--- START ---

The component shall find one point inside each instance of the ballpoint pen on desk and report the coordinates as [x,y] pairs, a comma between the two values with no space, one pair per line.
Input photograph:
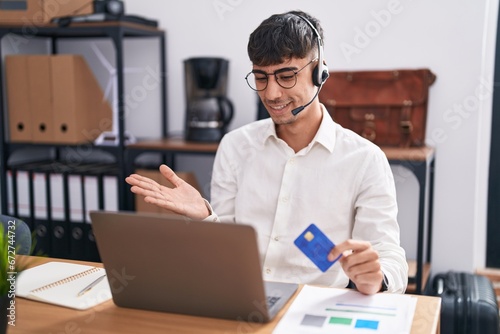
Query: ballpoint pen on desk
[90,286]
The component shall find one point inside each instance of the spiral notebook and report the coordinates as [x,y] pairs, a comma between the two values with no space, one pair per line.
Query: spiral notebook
[65,284]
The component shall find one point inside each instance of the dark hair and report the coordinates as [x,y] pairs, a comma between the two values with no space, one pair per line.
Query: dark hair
[282,37]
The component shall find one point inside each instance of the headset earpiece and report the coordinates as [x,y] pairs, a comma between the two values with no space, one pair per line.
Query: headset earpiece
[320,72]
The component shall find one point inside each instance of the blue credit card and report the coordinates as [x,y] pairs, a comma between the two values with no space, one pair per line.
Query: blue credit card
[316,246]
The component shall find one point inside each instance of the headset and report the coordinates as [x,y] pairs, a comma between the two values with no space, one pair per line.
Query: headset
[320,72]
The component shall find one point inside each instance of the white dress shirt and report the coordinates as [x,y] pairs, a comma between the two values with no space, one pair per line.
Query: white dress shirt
[340,181]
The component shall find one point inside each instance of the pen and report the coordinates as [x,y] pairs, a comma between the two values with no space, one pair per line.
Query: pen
[91,285]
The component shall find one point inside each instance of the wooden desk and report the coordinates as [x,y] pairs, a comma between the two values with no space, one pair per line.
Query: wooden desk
[37,317]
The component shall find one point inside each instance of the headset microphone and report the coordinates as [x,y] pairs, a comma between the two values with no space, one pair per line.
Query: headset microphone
[299,109]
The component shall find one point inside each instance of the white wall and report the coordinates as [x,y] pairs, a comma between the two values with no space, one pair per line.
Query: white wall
[455,39]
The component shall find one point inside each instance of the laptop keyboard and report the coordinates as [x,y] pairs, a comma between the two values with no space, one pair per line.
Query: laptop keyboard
[271,300]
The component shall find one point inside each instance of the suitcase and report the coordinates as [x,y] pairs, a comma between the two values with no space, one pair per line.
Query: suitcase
[468,303]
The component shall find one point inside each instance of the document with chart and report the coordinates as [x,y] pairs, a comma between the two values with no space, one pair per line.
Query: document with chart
[328,310]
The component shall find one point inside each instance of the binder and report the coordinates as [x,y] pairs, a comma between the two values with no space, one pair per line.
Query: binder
[77,241]
[18,104]
[80,112]
[39,93]
[42,229]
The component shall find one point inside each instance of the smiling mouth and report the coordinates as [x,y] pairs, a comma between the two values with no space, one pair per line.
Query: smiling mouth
[278,107]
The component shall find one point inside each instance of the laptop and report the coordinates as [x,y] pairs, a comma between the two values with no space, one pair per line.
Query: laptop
[169,263]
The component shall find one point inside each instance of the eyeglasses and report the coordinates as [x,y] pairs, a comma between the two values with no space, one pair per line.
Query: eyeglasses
[285,77]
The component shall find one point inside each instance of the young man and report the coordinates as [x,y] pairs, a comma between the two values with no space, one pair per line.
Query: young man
[296,168]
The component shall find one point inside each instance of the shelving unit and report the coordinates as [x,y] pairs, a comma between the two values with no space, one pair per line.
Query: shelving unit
[117,32]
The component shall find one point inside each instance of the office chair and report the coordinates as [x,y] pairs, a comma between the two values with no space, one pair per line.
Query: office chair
[22,236]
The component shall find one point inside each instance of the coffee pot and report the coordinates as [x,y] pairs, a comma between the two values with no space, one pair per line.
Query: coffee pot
[208,110]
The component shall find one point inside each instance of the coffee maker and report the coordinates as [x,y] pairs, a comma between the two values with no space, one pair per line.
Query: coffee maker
[208,110]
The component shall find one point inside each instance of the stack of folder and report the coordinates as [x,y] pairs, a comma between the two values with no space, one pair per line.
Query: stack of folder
[55,199]
[54,99]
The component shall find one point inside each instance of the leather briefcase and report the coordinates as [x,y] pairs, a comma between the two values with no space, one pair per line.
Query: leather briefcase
[388,108]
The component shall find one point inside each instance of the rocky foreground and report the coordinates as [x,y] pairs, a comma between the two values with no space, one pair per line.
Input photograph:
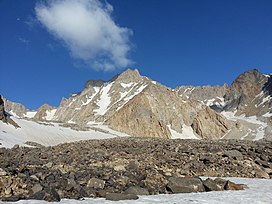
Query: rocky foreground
[123,168]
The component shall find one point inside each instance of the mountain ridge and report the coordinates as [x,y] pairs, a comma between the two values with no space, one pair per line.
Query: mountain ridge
[138,106]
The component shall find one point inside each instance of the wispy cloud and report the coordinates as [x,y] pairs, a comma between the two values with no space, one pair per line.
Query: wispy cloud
[88,30]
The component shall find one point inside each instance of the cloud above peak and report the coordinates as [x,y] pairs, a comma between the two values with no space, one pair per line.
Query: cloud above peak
[87,29]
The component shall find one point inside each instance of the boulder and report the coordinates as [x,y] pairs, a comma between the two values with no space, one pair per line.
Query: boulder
[185,185]
[96,183]
[211,185]
[136,190]
[233,154]
[121,196]
[233,186]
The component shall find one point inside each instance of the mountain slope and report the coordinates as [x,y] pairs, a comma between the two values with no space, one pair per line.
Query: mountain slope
[137,106]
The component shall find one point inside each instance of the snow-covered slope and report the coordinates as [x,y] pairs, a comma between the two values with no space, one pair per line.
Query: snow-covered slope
[49,133]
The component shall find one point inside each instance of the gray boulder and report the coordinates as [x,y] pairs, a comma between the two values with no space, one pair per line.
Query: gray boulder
[185,185]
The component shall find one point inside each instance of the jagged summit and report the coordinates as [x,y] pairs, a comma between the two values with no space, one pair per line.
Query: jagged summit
[137,106]
[128,76]
[94,83]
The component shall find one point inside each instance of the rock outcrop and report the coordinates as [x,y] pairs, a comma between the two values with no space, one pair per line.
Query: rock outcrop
[45,112]
[14,108]
[136,105]
[124,168]
[4,117]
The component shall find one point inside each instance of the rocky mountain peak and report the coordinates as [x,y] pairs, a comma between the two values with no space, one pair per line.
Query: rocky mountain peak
[2,110]
[128,76]
[250,76]
[94,83]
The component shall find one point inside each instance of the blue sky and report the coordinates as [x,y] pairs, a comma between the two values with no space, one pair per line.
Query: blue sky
[47,53]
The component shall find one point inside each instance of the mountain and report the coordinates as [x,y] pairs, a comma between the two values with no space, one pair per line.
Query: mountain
[135,105]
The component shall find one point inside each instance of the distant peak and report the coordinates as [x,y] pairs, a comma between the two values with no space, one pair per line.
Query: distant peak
[94,83]
[128,76]
[253,76]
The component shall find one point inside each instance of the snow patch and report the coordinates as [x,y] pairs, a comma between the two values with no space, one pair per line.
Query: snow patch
[50,114]
[30,114]
[126,85]
[187,133]
[47,134]
[89,99]
[104,101]
[126,99]
[260,132]
[267,115]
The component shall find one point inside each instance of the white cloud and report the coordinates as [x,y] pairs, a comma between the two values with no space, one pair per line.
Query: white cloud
[88,30]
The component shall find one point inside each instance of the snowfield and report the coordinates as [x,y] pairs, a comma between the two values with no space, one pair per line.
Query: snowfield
[48,134]
[259,191]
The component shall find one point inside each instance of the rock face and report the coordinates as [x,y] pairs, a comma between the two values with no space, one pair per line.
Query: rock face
[45,112]
[124,168]
[3,116]
[136,105]
[211,125]
[247,92]
[16,109]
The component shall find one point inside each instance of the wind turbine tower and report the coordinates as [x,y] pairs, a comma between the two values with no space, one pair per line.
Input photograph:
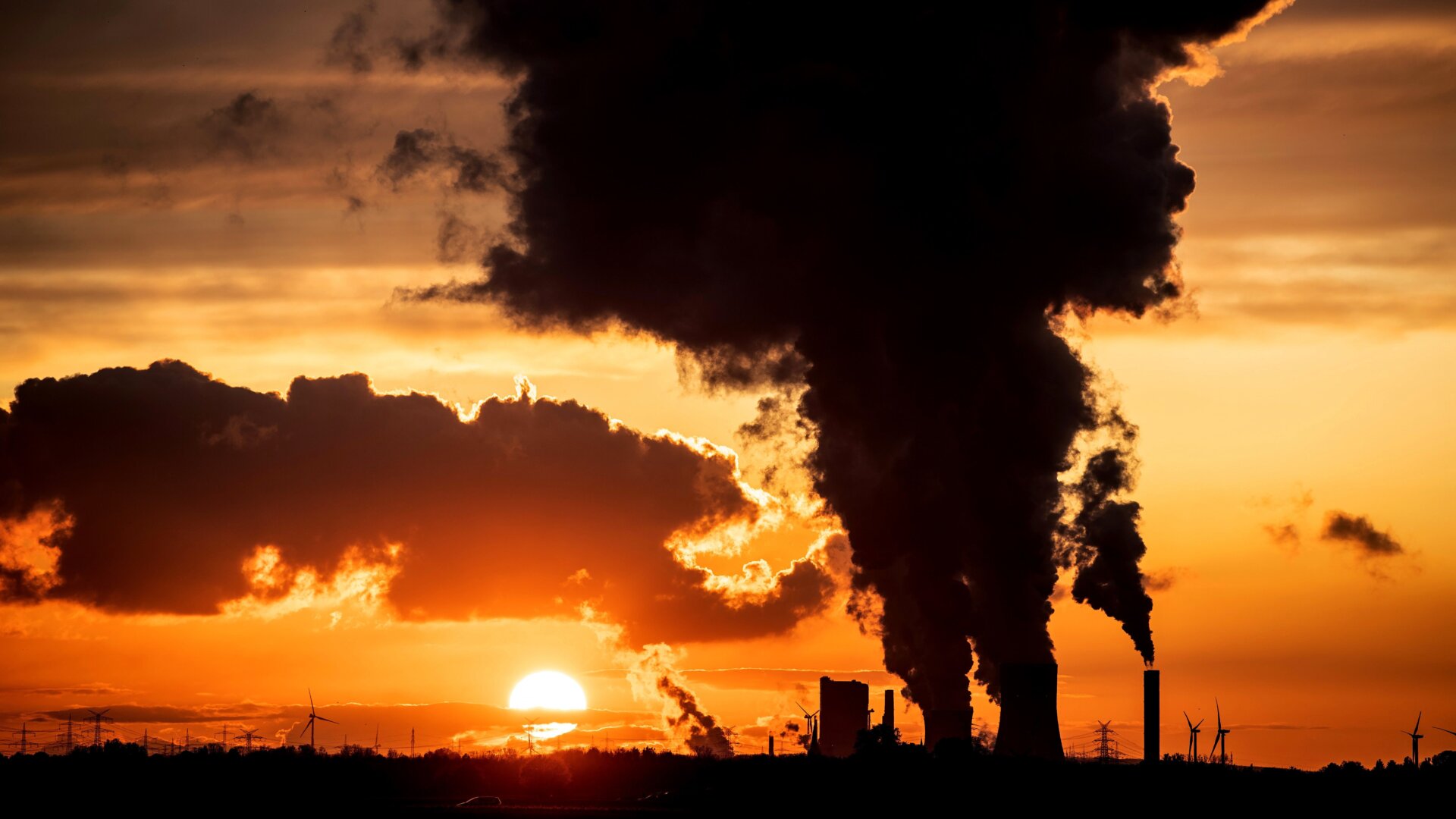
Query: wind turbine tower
[813,726]
[1219,738]
[1416,739]
[313,717]
[1193,738]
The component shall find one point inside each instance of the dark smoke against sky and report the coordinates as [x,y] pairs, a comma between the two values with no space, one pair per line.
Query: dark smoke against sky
[887,207]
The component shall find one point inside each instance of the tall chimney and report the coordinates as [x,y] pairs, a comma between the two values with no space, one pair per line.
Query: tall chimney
[1028,725]
[1152,717]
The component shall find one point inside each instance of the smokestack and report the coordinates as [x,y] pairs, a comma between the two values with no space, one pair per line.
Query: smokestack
[1028,725]
[1152,716]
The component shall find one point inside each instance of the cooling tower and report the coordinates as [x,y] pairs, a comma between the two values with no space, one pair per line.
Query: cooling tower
[1028,725]
[1152,716]
[946,723]
[843,713]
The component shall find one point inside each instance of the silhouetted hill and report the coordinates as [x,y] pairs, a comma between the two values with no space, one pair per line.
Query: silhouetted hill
[593,783]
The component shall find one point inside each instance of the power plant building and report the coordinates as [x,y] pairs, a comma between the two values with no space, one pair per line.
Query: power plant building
[843,713]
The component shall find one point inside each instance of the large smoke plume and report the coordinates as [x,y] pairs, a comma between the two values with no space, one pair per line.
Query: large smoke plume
[892,210]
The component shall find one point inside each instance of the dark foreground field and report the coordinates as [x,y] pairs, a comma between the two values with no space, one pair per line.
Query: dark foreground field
[629,783]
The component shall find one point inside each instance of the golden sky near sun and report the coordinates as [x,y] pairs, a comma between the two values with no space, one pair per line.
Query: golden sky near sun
[1316,375]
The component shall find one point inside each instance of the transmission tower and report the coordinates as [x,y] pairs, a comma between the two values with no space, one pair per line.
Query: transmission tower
[1106,748]
[98,717]
[24,744]
[248,736]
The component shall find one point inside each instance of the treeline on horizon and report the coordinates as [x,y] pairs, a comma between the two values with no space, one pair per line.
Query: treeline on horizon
[874,776]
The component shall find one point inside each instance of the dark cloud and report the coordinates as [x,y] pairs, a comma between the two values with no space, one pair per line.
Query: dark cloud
[92,689]
[1357,532]
[884,210]
[172,482]
[421,149]
[348,44]
[248,127]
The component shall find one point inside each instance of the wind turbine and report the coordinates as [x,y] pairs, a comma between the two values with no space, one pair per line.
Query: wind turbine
[1218,741]
[1416,741]
[1193,738]
[313,717]
[248,736]
[813,720]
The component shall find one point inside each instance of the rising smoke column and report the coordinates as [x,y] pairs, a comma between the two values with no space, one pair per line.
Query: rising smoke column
[889,209]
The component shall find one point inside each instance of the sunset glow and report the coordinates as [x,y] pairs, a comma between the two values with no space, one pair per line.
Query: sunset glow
[551,691]
[315,371]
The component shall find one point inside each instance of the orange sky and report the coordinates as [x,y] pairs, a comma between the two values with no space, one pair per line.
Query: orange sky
[1318,375]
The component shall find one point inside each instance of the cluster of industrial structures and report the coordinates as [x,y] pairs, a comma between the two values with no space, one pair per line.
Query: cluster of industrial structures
[837,727]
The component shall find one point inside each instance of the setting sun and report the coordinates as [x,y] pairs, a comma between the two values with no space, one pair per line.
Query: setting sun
[548,689]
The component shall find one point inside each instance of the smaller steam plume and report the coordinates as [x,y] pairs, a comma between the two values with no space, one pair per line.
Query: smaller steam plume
[654,676]
[1104,542]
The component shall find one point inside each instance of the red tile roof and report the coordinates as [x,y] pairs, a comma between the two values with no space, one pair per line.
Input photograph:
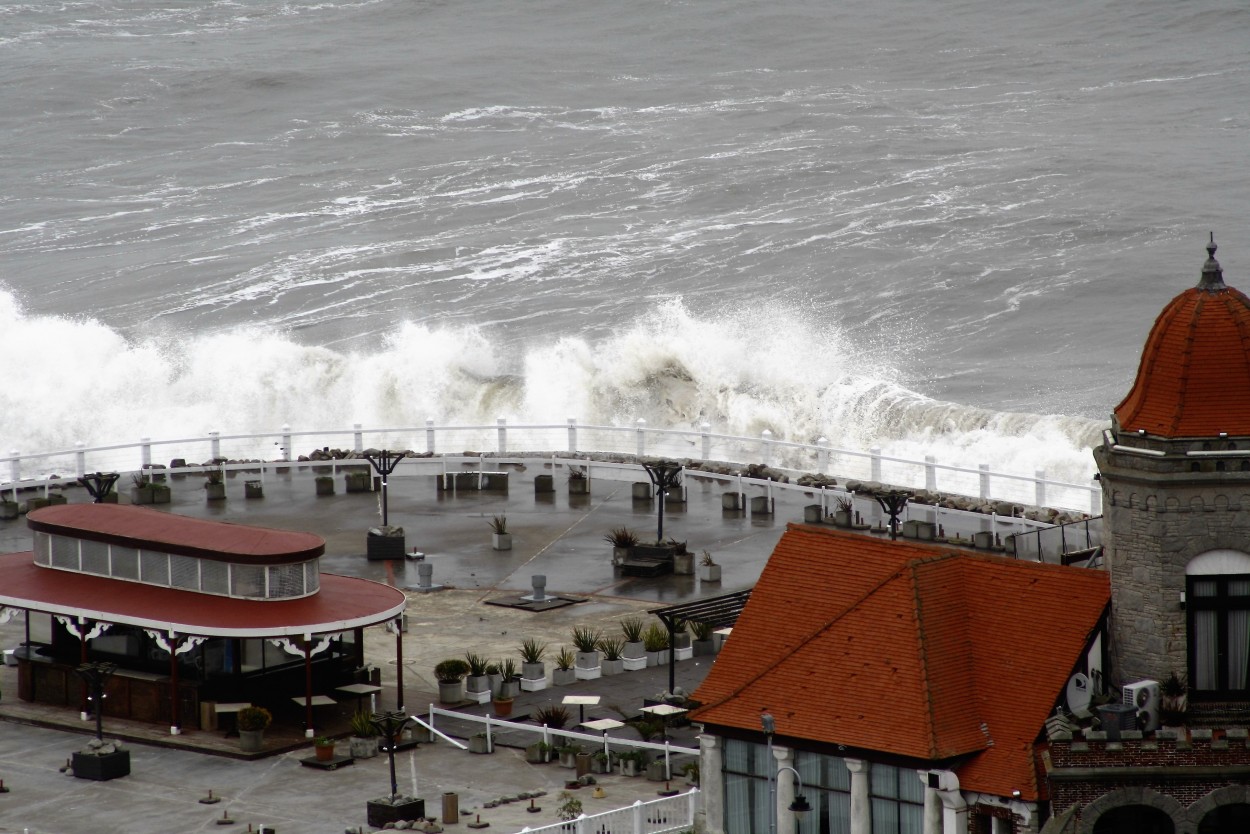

--- END ---

PROBLEM DESCRIPTION: None of the pictures belong in the result. Print exactly the lines from the one containing "of the sunset" through the final line of the entries.

WRITTEN ANSWER:
The component shall find one point inside each instance of the sunset glow and report the coordinates as [x,y] pairs, a comma between the two values with no space, one pair per line.
Query: sunset glow
[551,691]
[315,371]
The component shall find one point inside each instance of the orange sky and report the coordinates as [x,y] pairs, a comma between the two values with no space, one pair per line.
Query: orange sky
[1318,375]
The component shall find one point inside each instance of the cluster of industrial structures and report the coordinates as [x,y] pairs, a comma between the two values with no space, one pair per line.
Query: cluster of industrial structures
[837,727]
The component shall find one point inside each instance of the setting sun and report the coordinates as [x,y] pairs, a comma between the two values with no space, one pair per line.
Query: setting sun
[548,689]
The component shall find one point inside each instance of the smaller steam plume and report the coordinates as [x,y] pairs, a comma between the two values with no space, one pair per line.
Query: smaller steam plume
[654,676]
[1104,542]
The component shall find one point inside each instance of the red tile roof and report the coordinates as [x,y] pairs, a comma between the two values with no space, one pair per line.
Input photograph:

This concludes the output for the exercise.